_Data supplied_:
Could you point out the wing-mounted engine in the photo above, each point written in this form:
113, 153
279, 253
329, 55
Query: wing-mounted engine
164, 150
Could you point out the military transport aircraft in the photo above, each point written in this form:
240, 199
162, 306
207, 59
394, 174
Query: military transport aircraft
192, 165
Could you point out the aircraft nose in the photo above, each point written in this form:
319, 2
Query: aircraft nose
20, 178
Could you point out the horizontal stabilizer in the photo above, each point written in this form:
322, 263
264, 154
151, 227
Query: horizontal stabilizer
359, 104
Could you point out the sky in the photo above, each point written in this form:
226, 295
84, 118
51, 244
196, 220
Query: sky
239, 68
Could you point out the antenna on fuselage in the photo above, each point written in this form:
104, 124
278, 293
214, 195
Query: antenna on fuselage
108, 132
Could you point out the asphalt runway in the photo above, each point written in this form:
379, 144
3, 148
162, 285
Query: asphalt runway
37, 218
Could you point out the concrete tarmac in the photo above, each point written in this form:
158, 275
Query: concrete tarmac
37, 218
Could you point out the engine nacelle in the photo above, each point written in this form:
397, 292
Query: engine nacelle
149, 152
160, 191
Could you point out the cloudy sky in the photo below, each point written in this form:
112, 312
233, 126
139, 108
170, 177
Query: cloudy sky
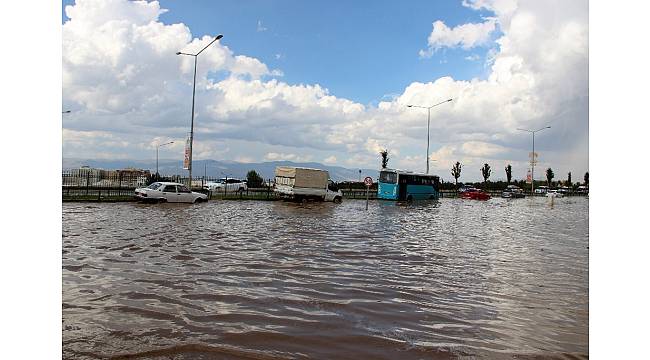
330, 82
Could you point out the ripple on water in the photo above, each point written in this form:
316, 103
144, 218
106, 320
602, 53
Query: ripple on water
272, 280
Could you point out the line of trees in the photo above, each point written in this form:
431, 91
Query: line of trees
486, 171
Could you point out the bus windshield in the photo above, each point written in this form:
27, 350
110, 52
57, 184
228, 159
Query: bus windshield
388, 177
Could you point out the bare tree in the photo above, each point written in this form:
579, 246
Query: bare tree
455, 172
384, 158
485, 170
549, 176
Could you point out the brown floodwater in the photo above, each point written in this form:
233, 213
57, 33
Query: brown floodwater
448, 279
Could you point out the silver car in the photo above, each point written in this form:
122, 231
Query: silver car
230, 185
169, 192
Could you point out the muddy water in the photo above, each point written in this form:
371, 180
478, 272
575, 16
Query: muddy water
270, 280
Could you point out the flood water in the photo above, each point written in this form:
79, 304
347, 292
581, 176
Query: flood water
448, 279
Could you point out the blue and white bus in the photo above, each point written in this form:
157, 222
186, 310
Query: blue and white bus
407, 186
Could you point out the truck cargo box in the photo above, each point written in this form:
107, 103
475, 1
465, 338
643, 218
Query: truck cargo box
301, 177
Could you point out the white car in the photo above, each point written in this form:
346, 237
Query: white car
231, 185
554, 193
541, 189
169, 192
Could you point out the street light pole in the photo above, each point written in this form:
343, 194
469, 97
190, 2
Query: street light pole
193, 96
429, 123
532, 159
157, 149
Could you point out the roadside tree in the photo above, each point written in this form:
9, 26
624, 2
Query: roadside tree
384, 158
549, 176
455, 172
485, 170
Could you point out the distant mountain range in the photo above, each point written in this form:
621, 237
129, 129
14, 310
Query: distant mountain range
218, 168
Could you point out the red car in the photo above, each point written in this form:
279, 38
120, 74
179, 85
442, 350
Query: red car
475, 194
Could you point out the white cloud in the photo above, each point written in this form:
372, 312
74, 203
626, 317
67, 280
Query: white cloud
128, 89
272, 156
330, 160
465, 36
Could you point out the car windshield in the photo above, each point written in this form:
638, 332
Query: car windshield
154, 186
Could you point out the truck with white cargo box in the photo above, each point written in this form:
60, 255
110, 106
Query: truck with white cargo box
303, 184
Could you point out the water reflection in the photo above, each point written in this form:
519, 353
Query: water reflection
245, 279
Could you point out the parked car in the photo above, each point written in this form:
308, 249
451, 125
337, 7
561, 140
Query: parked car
541, 189
465, 188
554, 193
230, 185
512, 192
475, 194
168, 192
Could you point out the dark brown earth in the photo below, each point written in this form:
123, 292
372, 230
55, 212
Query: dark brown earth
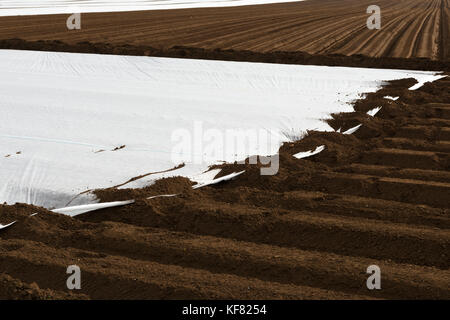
410, 29
379, 196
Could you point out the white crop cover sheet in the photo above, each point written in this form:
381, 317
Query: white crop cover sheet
63, 114
33, 7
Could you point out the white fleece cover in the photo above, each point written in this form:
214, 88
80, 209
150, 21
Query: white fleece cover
34, 7
58, 110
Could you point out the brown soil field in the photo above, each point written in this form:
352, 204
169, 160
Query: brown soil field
410, 28
379, 196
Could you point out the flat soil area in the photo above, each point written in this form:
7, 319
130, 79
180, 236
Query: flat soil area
377, 197
413, 28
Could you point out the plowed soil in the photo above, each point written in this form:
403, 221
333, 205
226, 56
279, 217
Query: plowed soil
413, 28
377, 197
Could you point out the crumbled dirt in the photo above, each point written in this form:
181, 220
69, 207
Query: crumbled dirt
417, 29
378, 196
13, 289
285, 57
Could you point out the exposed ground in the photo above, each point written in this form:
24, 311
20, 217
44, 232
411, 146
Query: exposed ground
379, 196
410, 28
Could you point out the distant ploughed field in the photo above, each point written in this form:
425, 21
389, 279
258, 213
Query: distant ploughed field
410, 28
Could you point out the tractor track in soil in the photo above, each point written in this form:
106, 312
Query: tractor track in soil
379, 196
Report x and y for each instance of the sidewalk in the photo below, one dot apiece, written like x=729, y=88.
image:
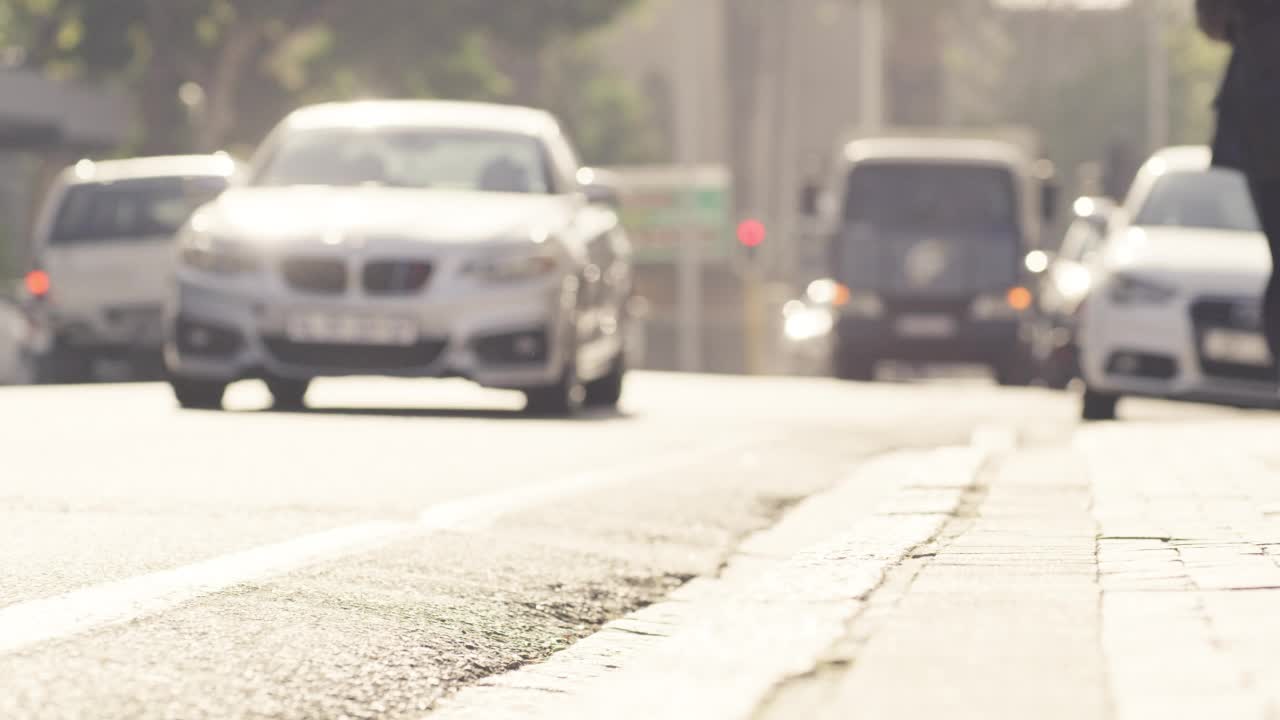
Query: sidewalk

_Task objective_: Please copy out every one of the records above word for word, leaving out the pictures.

_Result_:
Could you point out the wing-mounted engine in the photo above, each point written in this form:
113, 153
279, 253
329, 55
Query: wing-mounted engine
164, 150
Could you point out the military transport aircraft in the photo above, each point written in this form:
240, 199
162, 306
207, 59
394, 174
Query: military transport aircraft
192, 165
Could you point out the aircraft nose in the photo above, each point written in this form:
319, 2
Query: aircraft nose
20, 178
Could you point out the horizontal stabilizer in the photo above, each point written in this form:
322, 263
264, 154
151, 227
Query: horizontal stabilizer
359, 104
Could you point out the sky in the photo above, each point written in this form:
226, 295
84, 118
51, 244
196, 220
Query: sky
239, 68
Could you point out the antenna on fuselage in the photo above, each point written in this form:
104, 124
278, 293
214, 195
Query: antenna on fuselage
108, 132
Could you point out the asphalt runway in the photo above, each point written in this form:
379, 144
3, 148
162, 285
Query: asphalt runway
37, 218
Could you point out the concrete tarmac in the photo above, each point written in this form:
158, 275
Query: concrete tarmac
37, 218
Could you point out the engine nacelle in the photo above, each point written in this form:
397, 292
Query: engine nacelle
149, 152
160, 191
Could you point out the cloudy sky in the photo below, each point written in this form:
112, 312
233, 126
139, 108
170, 177
Query: cloudy sky
330, 82
Could you point out the ripple on water in the photo above, each point written in this form:
316, 103
144, 218
106, 320
602, 53
Query: ripple on water
272, 280
Could you point out the line of trees in the photo above, each point written in this form:
431, 91
Query: line of trees
486, 171
Could you point out the bus windshield in the photo above, each point written in this form:
27, 350
110, 52
57, 184
228, 159
Query: bus windshield
388, 177
Could you point out the bare tree in the photo above, each point written in this form:
579, 246
Query: bare tree
455, 172
384, 158
485, 170
549, 176
Could you point out the brown floodwater in the photo above, each point written in this form:
233, 213
57, 33
Query: brown floodwater
448, 279
Could you point out the silver car in the photo above, each point written in this form:
122, 231
Query: silver car
230, 185
169, 192
Could you point out the muddy water in the photo above, each point written in this form:
371, 180
478, 272
575, 16
Query: muddy water
270, 280
Could you point out the flood water in the photo above, each point written in this form:
79, 304
347, 292
581, 176
Query: flood water
448, 279
Could you point out the blue and white bus in the photo above, each point written in this form:
157, 222
186, 310
Query: blue and white bus
407, 186
Could you point out the truck cargo box in the photo above, each point written in this form:
107, 103
475, 1
465, 338
643, 218
Query: truck cargo box
301, 177
Could you point out the white car in the photo above, each point written in this form:
346, 237
Query: white car
231, 185
554, 193
541, 189
169, 192
Could you point out the street light pole in the photo above, each point written in this form:
343, 194
469, 97
190, 2
Query: street light pole
193, 96
429, 123
532, 159
157, 149
Could you point out the roadside tree in the photo above, each point written in this form:
9, 26
624, 2
Query: roadside tree
384, 158
549, 176
455, 172
485, 170
Could you point out the distant mountain range in the photo above, each point written in this form:
621, 237
129, 129
14, 310
Query: distant mountain range
218, 168
Could you point out the red car in the photo above, each point written in this form:
279, 38
120, 74
179, 85
442, 350
Query: red car
475, 194
Could you point out the white cloud in the photo above, each point written in this form:
372, 312
74, 203
626, 317
67, 280
Query: white cloud
128, 89
272, 156
330, 160
465, 36
Could you point out the car windshield in the photo above, each point written in this form:
638, 332
Query: car windshield
154, 186
Could you point out the truck with white cargo box in the photo above, each point written in this form:
60, 255
110, 106
Query: truck with white cargo box
303, 184
Could you point out the water reflection in the photo above, each point written in this form:
519, 353
Query: water reflection
245, 279
Could you point out the parked car in the photo above, each point written in this form:
308, 249
451, 125
337, 7
561, 140
Query: parked car
541, 189
465, 188
554, 193
230, 185
512, 192
475, 194
168, 192
Could you point out the dark brown earth in the photo below, each point written in this form:
123, 292
372, 230
55, 212
Query: dark brown earth
410, 29
379, 196
Could you point out the white crop cover sheet in the photo above, each point written in this form:
381, 317
Query: white crop cover sheet
63, 114
33, 7
Could you point out the white fleece cover in the photo above, each point written in this form:
214, 88
80, 209
150, 21
Query: white fleece cover
34, 7
58, 110
Could you point out the brown soil field in the photo above, each point written in this form:
352, 204
169, 160
Query: brown soil field
410, 28
379, 196
Could you point out the flat soil area in the photo above, each point written in this form:
7, 319
130, 79
180, 236
Query: flat soil area
377, 197
413, 28
Could you point out the plowed soil in the photo above, each point written in this form:
403, 221
333, 205
226, 56
279, 217
Query: plowed soil
413, 28
377, 197
Could you point out the crumbled dirt in the photo above, each point written in this form:
181, 220
69, 207
Query: crumbled dirt
417, 29
378, 196
13, 289
285, 57
Could you point out the exposed ground in the photo above, each point written in this form:
24, 311
20, 217
44, 232
411, 146
Query: exposed ground
379, 196
410, 28
Could you point out the distant ploughed field in the photo above, each point written in this form:
425, 21
389, 279
258, 213
Query: distant ploughed field
410, 28
Could you point out the tractor track in soil in the photo above, each point written in this form:
106, 312
Query: tractor track in soil
379, 196
Report x and y for each instance of the sidewalk in the photo below, one dot apiece, written like x=729, y=88.
image:
Query: sidewalk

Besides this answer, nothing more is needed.